*Your goal*. Add 25 to every bounding box coordinate in the answers of the records, from the line with "For verification purposes, determine whether any blonde" through the end of the records, both ends included. Write out only those lines, with the requests unchanged.

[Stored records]

- - - - - - -

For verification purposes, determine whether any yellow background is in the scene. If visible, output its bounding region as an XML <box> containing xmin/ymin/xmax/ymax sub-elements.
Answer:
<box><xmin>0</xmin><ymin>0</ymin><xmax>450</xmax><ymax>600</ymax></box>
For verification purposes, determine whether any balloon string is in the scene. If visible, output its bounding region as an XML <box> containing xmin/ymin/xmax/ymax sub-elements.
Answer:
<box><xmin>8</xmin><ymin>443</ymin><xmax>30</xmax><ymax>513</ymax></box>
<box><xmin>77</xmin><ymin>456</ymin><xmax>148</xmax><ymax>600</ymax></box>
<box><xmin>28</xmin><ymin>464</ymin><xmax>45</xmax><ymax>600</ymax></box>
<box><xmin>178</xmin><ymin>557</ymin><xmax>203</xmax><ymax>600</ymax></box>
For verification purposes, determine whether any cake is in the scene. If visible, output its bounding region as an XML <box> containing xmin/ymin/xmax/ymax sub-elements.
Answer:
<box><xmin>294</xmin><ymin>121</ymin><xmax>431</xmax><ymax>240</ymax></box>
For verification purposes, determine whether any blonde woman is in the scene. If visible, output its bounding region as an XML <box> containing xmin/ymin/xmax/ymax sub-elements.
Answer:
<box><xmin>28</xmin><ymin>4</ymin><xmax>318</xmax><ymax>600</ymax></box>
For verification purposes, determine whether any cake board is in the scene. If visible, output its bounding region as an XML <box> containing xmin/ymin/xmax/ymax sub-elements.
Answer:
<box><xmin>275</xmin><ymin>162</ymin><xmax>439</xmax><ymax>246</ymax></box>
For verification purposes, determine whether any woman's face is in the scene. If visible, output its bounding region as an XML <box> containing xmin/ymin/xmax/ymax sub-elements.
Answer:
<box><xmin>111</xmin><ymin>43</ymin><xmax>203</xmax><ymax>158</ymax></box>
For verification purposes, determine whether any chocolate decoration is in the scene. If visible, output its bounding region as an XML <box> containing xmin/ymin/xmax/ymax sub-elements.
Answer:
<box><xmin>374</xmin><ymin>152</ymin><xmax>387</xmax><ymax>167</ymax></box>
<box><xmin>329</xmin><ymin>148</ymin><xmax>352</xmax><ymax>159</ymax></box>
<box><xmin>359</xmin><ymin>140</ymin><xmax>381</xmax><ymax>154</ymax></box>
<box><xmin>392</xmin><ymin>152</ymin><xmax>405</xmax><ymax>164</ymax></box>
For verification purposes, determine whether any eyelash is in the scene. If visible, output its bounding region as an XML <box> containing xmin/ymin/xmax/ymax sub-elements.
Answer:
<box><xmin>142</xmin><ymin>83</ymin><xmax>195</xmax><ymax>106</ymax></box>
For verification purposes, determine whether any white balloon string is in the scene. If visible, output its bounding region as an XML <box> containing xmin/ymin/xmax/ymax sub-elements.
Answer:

- - - - - - -

*Output for this task*.
For verification purposes, determine whether any blonde woman is in the scene. If visible, output its bounding region as an XML <box> containing xmin/ymin/xmax/ymax sub-elements.
Answer:
<box><xmin>53</xmin><ymin>29</ymin><xmax>343</xmax><ymax>625</ymax></box>
For verification purposes, determine whether any cake board is in the scene. If visible, output its bounding region as an XML <box> containing xmin/ymin/xmax/ymax sub-elements.
Answer:
<box><xmin>300</xmin><ymin>187</ymin><xmax>464</xmax><ymax>271</ymax></box>
For verification purposes, determine whether any woman's face is in the scene. If visible, output its bounding region as an XML <box> containing xmin/ymin/xmax/ymax sub-elements.
Answer:
<box><xmin>136</xmin><ymin>68</ymin><xmax>228</xmax><ymax>183</ymax></box>
For verification purposes, determine whether any chocolate decoration is in the scene. If visible, output its bounding region as an XML <box> containing xmin/ymin/xmax/ymax sub-elements.
Answer:
<box><xmin>399</xmin><ymin>177</ymin><xmax>412</xmax><ymax>192</ymax></box>
<box><xmin>354</xmin><ymin>173</ymin><xmax>377</xmax><ymax>184</ymax></box>
<box><xmin>384</xmin><ymin>165</ymin><xmax>406</xmax><ymax>179</ymax></box>
<box><xmin>417</xmin><ymin>177</ymin><xmax>430</xmax><ymax>189</ymax></box>
For verification purposes, determine whether any eyelash is in the scene. If visible, output its bounding region as an XML <box> containing xmin/ymin/xmax/ymax sub-elements.
Answer:
<box><xmin>167</xmin><ymin>108</ymin><xmax>220</xmax><ymax>131</ymax></box>
For verification purposes, determine whether any white balloon string is in the scene. If visible, output its bounding region as an XML <box> containing xmin/ymin/xmax/ymax sub-elements.
Answer:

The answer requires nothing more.